======== Records shown ========

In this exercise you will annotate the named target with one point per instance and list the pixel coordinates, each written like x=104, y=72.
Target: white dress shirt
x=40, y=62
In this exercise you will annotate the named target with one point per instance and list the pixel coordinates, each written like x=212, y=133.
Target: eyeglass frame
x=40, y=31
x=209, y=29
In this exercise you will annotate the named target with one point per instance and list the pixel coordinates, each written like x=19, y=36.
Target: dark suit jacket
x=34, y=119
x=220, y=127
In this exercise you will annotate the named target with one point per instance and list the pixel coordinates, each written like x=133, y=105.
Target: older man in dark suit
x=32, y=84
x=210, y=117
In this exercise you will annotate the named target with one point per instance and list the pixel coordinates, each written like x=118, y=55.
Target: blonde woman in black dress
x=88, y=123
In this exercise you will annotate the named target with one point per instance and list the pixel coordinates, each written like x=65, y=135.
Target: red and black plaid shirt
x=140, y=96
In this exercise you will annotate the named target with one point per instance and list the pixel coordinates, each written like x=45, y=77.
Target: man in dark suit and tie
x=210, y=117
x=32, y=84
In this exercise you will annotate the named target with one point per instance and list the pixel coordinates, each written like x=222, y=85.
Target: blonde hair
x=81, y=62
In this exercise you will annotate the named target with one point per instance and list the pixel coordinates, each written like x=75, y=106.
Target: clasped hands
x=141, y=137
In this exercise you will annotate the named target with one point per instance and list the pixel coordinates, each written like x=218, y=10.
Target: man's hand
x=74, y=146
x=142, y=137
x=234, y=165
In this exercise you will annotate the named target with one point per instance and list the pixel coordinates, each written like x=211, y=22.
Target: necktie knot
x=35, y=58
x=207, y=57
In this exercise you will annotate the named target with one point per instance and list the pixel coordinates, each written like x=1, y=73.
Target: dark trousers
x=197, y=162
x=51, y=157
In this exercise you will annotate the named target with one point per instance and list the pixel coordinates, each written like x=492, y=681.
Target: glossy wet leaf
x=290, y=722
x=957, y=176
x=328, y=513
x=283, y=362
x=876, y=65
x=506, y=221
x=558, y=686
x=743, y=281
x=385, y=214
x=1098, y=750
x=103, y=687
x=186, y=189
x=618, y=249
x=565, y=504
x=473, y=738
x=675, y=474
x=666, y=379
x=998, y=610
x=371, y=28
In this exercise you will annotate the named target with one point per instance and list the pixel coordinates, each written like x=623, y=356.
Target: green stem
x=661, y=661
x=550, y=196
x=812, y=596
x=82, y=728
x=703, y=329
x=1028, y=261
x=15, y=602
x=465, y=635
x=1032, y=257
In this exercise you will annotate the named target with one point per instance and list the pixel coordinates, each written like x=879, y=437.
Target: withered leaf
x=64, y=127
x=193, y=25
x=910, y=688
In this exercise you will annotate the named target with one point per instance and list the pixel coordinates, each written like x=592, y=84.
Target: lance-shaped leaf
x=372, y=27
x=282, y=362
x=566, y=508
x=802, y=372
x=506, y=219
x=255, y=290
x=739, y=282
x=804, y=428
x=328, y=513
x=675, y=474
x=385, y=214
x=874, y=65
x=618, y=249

========

Copy exactly. Include the line containing "like x=879, y=437." and every later line through the end of the listing, and nothing else.

In this exercise you will annotate the named target with one point per instance and list the pixel coordinates, each written like x=879, y=437.
Target: withered leaf
x=64, y=127
x=193, y=25
x=910, y=688
In this exercise you will annotate the named target with one point per instance and list the pixel coordinates, each written like x=592, y=84.
Target: lance-shaped leaf
x=372, y=27
x=282, y=362
x=566, y=508
x=802, y=372
x=506, y=219
x=255, y=290
x=739, y=282
x=804, y=428
x=328, y=513
x=675, y=474
x=385, y=214
x=874, y=65
x=618, y=249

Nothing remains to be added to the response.